- [REQUIRED WORK] Nothing before the line containing "Labeling rule: each instance of the white wooden" belongs in the answer; quote that line and all lines after it through the end of the material, word for word.

+===+

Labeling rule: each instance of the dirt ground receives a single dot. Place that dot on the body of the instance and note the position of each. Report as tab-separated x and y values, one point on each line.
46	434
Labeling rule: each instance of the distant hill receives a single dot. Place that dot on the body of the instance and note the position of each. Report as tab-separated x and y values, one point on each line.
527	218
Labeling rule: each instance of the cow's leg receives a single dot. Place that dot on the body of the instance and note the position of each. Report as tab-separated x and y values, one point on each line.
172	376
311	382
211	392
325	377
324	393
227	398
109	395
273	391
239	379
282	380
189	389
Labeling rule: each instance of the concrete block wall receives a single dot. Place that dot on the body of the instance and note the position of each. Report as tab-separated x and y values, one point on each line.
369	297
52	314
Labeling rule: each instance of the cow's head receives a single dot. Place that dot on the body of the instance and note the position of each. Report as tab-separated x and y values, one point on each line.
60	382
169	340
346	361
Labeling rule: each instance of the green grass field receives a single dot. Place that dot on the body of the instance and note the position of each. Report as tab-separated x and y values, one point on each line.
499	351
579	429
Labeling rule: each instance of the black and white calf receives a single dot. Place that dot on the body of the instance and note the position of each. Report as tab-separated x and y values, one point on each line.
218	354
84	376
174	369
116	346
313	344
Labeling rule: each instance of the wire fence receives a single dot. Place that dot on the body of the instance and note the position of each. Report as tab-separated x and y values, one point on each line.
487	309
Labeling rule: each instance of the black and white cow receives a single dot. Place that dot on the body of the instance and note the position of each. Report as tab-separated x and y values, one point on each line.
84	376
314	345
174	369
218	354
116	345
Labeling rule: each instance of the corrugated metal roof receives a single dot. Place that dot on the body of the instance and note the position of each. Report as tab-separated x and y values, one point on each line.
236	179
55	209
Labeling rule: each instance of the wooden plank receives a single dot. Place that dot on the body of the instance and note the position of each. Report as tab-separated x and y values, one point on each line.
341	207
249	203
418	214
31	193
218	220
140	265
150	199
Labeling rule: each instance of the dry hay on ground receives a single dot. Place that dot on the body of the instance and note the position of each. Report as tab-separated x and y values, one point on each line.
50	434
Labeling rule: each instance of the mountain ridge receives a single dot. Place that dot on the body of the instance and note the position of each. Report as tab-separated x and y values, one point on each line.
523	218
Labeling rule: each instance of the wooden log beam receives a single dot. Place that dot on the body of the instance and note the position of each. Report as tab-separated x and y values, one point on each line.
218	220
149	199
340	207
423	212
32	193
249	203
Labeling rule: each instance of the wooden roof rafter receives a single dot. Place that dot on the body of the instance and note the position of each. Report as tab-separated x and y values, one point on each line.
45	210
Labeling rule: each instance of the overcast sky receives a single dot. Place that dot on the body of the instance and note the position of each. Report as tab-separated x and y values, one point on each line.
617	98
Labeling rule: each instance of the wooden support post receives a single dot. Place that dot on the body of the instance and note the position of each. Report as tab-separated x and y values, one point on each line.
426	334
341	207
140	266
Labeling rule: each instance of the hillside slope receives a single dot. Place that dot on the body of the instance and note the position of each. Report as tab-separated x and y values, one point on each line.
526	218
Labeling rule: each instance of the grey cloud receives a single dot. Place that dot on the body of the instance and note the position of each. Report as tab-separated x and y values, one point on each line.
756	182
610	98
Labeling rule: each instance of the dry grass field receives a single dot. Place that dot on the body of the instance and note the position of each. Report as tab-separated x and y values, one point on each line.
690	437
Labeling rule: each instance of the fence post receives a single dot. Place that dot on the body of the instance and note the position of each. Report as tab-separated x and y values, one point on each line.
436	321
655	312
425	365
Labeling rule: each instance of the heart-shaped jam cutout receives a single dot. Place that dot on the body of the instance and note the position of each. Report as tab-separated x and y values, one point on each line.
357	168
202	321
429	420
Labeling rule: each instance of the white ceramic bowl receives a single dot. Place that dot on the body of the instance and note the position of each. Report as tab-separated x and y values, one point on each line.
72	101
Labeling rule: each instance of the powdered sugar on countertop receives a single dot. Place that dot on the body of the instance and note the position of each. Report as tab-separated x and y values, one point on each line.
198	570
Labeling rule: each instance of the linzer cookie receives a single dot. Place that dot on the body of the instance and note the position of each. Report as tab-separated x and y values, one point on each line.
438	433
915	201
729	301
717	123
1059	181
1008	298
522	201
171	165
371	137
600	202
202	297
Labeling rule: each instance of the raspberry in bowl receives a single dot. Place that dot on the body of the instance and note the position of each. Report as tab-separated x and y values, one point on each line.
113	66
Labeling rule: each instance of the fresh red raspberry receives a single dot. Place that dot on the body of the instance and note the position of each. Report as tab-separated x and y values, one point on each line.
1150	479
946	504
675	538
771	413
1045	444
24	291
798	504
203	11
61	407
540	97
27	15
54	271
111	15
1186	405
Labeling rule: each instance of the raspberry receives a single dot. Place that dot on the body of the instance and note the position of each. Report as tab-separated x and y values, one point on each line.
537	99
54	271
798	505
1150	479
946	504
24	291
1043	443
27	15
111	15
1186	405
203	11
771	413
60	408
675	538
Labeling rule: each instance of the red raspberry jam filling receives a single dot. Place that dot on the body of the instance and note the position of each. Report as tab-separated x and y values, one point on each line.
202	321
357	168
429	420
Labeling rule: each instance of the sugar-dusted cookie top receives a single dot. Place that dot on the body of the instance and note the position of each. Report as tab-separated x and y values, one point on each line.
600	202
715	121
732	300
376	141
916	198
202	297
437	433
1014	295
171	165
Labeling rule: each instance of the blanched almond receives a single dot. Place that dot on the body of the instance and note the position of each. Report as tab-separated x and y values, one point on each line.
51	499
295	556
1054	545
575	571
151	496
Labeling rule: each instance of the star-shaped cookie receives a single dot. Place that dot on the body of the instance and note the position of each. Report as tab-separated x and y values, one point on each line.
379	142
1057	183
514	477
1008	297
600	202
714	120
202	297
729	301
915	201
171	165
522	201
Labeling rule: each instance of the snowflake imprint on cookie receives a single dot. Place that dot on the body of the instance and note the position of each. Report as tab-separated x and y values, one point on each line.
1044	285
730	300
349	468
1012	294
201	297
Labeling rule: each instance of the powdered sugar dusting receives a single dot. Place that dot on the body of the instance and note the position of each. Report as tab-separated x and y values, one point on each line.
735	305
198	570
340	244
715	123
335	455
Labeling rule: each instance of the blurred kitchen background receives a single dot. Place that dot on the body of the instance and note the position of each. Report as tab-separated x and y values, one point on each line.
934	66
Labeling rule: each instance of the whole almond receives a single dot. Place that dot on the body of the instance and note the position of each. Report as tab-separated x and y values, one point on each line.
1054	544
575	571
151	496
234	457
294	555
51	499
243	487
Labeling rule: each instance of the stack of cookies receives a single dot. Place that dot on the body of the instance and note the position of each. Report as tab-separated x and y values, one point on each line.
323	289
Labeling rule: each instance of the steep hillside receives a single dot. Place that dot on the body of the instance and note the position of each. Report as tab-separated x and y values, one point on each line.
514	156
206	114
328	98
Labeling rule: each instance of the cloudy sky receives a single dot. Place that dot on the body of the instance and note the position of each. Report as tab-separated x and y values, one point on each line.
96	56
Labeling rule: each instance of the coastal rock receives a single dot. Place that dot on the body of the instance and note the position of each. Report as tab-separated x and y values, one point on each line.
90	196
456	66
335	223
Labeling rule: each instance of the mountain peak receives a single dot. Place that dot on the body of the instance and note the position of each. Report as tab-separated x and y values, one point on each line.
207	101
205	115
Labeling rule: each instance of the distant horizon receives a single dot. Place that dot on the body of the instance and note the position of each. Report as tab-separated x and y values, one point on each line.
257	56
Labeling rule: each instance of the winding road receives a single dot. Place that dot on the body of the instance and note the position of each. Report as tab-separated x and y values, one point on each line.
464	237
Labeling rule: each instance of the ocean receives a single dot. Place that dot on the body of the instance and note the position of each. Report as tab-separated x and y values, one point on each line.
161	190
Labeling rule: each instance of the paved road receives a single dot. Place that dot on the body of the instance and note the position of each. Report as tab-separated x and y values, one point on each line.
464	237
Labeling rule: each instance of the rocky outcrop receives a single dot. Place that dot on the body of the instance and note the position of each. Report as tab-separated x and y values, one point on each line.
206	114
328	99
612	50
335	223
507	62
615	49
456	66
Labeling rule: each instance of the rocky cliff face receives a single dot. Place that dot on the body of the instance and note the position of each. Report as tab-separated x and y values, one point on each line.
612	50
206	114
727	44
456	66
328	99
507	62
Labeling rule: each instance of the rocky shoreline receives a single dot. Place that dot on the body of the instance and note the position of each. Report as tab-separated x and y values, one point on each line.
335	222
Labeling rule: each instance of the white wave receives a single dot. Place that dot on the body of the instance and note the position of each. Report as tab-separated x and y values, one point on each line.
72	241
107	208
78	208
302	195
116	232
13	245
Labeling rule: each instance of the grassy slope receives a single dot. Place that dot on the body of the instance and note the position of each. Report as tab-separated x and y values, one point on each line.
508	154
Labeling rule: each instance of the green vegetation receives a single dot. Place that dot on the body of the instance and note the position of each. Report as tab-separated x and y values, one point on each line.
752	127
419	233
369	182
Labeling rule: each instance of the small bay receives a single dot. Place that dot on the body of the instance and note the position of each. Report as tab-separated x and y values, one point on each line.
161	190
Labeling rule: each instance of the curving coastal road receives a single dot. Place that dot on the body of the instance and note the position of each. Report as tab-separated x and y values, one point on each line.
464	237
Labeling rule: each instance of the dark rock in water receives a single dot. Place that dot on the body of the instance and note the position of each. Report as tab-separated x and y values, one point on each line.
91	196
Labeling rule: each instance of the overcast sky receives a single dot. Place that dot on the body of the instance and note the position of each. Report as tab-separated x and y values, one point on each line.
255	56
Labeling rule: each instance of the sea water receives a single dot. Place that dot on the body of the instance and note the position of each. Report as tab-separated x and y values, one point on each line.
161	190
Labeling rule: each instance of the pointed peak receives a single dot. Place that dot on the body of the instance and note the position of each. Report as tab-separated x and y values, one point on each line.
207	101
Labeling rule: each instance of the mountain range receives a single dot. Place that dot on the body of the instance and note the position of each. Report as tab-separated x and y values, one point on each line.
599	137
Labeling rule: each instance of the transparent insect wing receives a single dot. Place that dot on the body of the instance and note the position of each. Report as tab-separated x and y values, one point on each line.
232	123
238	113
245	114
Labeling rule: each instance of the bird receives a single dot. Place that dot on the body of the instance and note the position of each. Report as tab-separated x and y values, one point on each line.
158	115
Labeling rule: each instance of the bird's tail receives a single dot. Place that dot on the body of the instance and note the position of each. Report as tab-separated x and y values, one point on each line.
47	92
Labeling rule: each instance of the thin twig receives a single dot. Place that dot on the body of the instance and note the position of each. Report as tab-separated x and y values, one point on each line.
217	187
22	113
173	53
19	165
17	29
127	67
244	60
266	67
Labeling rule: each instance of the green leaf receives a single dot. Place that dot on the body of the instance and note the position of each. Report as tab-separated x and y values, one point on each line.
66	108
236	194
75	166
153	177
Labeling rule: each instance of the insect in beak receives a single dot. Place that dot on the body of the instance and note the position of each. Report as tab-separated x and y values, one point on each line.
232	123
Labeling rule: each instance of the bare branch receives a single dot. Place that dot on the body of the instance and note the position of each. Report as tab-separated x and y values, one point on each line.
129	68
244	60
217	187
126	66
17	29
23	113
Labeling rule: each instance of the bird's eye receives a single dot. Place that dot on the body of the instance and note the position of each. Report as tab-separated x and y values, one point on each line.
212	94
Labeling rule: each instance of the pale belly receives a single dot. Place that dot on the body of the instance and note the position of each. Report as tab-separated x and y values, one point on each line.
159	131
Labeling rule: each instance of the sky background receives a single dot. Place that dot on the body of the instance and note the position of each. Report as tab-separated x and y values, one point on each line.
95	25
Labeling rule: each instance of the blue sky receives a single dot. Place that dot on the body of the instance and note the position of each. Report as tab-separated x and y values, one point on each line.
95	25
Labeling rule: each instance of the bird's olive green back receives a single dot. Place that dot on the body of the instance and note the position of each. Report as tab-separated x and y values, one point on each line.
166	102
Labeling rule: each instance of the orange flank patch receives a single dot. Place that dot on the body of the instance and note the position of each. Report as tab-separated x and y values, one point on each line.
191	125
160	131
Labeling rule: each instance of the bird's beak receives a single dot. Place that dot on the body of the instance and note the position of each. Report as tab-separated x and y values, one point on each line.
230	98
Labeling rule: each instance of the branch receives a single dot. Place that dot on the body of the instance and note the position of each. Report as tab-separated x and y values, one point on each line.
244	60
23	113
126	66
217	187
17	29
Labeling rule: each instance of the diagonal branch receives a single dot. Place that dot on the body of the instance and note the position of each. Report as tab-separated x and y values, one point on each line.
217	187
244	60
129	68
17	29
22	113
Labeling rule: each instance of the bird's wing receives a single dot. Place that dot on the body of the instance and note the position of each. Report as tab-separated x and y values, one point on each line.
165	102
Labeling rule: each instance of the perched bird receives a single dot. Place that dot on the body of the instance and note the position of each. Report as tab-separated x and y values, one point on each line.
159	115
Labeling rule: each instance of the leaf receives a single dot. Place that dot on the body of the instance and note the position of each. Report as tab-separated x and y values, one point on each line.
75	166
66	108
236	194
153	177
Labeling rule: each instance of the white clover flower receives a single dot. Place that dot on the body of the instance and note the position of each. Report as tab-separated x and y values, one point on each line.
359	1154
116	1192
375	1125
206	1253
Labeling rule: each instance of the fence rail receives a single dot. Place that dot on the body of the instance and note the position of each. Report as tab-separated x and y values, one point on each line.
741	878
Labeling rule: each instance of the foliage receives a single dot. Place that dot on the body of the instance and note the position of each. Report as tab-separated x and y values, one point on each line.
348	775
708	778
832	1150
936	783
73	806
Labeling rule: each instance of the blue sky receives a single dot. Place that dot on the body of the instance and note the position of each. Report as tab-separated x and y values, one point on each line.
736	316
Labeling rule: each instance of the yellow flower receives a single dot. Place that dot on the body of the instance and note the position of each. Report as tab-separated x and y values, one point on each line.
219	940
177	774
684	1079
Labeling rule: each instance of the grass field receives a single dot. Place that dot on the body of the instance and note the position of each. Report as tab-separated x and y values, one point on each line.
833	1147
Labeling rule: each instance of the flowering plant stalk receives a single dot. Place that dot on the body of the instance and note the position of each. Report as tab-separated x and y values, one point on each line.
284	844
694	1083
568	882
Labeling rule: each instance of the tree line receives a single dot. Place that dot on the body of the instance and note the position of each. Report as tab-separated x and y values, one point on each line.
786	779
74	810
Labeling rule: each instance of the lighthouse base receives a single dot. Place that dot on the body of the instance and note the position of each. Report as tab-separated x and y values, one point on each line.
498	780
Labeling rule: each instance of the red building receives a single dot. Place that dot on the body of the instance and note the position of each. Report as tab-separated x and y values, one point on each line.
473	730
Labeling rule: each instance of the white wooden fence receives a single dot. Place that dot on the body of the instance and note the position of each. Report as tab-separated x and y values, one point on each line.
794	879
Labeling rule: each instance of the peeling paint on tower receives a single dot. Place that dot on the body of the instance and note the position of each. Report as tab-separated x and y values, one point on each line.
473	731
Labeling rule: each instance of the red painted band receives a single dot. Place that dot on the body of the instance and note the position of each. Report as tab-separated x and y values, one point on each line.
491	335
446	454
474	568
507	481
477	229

+===+

- [WORKED SOLUTION]
Labeling rule: each instance of the white wooden fence receives a single dot. Place that dot on the body of the instance and note the position of each. Report as tab-separated x and y values, one point on each line.
794	879
Labeling rule: each instance of the peeling paint on tower receives a single dot. Place that dot on the body of the instance and note the position of each. Report as tab-separated x and y values, one point on each line.
473	731
Labeling rule: each instance of the red painted band receives a single dot. Place that dot on the body of the instance and note the position of each. Report as tab-separated x and y values, one point on each line.
491	335
446	454
474	568
507	481
477	229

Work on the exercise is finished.